§ Directive
Retype the records word for word, beginning with their first line and stopping after the line that contains "pixel 479 532", both ends included. Omit the pictures from your copy.

[start]

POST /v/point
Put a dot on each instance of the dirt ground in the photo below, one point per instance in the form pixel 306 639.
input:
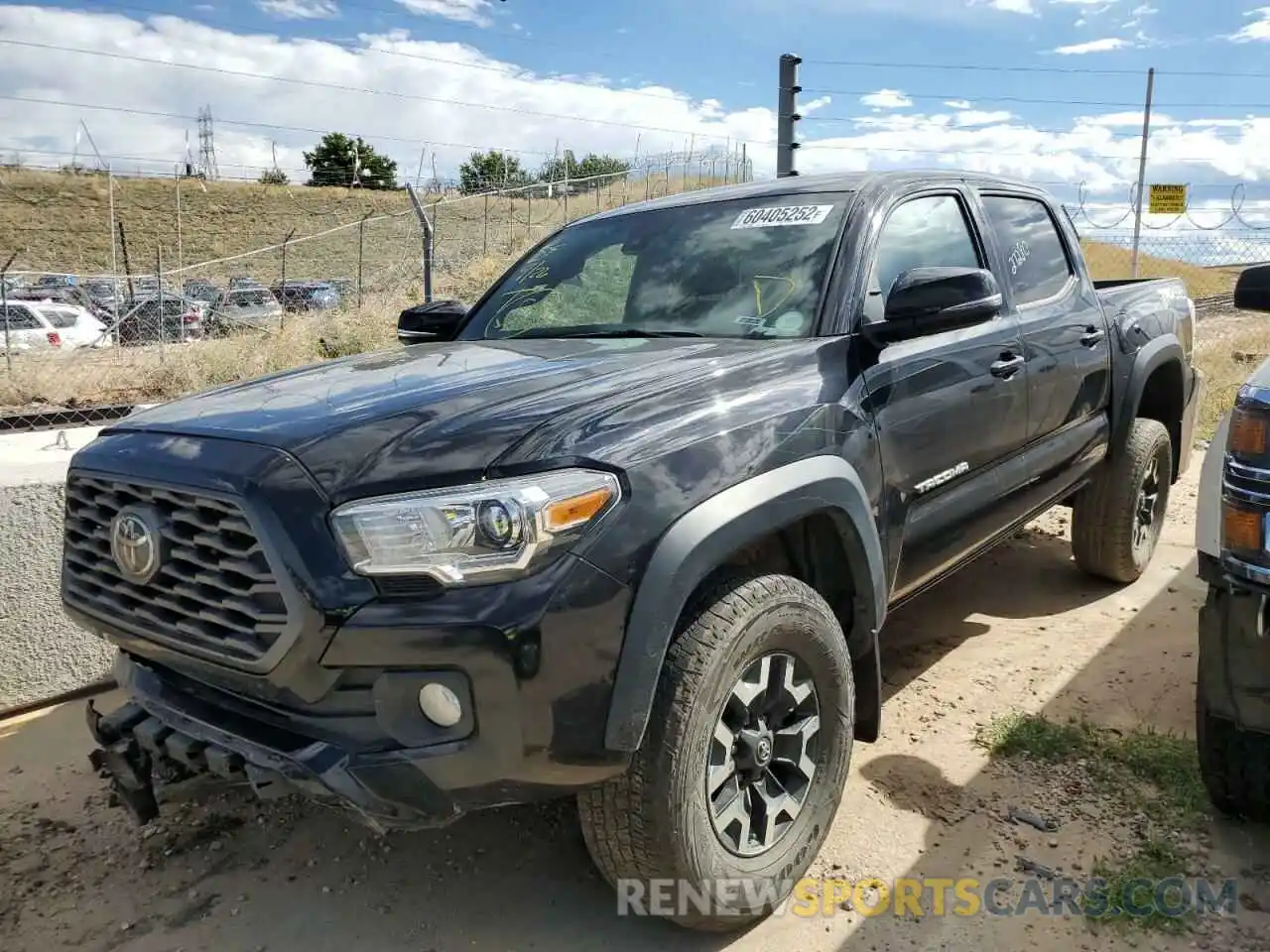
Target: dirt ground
pixel 1020 630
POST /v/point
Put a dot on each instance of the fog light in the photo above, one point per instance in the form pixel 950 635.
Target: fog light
pixel 440 705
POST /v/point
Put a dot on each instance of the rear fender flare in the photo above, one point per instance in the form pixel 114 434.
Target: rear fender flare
pixel 706 536
pixel 1153 354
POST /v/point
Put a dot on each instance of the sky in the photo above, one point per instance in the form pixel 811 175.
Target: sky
pixel 1049 90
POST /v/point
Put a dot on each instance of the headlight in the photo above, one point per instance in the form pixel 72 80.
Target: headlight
pixel 479 532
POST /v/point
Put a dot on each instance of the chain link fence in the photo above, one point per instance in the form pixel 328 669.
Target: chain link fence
pixel 143 291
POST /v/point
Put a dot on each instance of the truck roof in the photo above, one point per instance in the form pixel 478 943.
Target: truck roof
pixel 808 184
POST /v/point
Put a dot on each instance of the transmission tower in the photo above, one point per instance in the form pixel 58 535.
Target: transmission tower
pixel 207 145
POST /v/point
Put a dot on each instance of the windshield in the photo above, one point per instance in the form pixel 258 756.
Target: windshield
pixel 743 268
pixel 62 318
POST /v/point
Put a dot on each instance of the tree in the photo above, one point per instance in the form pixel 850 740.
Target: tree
pixel 590 168
pixel 561 168
pixel 486 172
pixel 343 162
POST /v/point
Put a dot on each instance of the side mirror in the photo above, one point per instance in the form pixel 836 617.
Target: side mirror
pixel 434 321
pixel 931 299
pixel 1252 289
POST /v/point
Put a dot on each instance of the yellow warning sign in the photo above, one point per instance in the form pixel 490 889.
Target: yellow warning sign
pixel 1167 199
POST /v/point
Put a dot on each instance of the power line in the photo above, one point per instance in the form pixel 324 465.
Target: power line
pixel 508 71
pixel 359 90
pixel 1064 70
pixel 1038 102
pixel 246 123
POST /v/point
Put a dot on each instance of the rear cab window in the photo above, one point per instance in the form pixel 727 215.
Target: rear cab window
pixel 1035 258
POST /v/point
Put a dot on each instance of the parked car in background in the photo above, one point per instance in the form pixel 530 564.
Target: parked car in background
pixel 200 290
pixel 243 308
pixel 50 326
pixel 307 296
pixel 344 287
pixel 55 281
pixel 73 296
pixel 104 293
pixel 162 318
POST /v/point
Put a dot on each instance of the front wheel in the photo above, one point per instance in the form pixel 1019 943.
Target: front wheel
pixel 740 772
pixel 1118 518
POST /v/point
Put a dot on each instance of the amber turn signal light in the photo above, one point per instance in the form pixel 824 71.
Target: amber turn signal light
pixel 1247 435
pixel 568 513
pixel 1241 529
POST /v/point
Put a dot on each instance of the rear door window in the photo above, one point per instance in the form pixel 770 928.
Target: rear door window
pixel 1035 258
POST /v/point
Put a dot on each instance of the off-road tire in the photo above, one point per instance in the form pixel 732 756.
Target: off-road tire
pixel 1103 512
pixel 1233 763
pixel 654 821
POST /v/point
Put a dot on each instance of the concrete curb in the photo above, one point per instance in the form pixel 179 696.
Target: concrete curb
pixel 44 655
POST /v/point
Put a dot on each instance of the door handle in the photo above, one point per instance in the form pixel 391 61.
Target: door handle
pixel 1007 366
pixel 1092 336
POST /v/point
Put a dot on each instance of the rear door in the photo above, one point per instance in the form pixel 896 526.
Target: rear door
pixel 951 409
pixel 1062 324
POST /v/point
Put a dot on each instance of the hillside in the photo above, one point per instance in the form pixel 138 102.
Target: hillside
pixel 62 222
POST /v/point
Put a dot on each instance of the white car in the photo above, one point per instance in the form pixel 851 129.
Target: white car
pixel 49 325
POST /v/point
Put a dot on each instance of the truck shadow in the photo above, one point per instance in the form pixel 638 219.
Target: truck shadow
pixel 1028 578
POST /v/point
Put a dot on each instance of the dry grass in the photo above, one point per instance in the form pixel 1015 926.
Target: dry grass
pixel 62 222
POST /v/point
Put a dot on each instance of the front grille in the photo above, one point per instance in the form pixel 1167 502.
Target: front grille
pixel 214 589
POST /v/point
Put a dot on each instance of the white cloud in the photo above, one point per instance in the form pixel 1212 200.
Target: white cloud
pixel 1024 7
pixel 887 99
pixel 812 105
pixel 1093 46
pixel 1256 31
pixel 252 113
pixel 300 9
pixel 460 10
pixel 978 117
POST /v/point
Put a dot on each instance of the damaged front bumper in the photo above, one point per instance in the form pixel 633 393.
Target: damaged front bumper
pixel 150 743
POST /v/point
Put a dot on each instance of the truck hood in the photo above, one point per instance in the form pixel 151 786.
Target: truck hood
pixel 382 421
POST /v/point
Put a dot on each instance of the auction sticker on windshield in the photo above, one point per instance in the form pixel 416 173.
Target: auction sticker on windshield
pixel 783 216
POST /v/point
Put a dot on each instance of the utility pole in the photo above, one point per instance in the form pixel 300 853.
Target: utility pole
pixel 1142 167
pixel 786 114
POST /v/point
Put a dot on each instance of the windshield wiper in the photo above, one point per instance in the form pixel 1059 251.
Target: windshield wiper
pixel 630 333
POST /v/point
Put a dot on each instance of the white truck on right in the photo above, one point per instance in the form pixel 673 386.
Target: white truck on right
pixel 1232 688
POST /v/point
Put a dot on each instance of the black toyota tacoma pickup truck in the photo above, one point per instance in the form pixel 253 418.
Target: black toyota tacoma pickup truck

[end]

§ Result of the task
POST /v/point
Put a dot on each instance of the dirt ground in the photo below, one point per instance in the form pixel 306 639.
input:
Target: dirt ground
pixel 1020 630
POST /v/point
Put a dot on each instance of the fog light in the photo above, one point per instance in the form pixel 950 635.
Target: fog light
pixel 440 705
POST /v/point
Put a dot on each instance of the rear fender flare in the photo above, one point per instance in the form pixel 114 434.
Target: rear fender flare
pixel 706 536
pixel 1153 354
POST /v/point
Put a dot on each instance of the sky in the photo above, one point per instance in the form pixel 811 175.
Target: sky
pixel 1049 90
POST /v/point
Put a dot on each instance of the headlight in the photo above, one point per instance in the form pixel 72 80.
Target: headlight
pixel 479 532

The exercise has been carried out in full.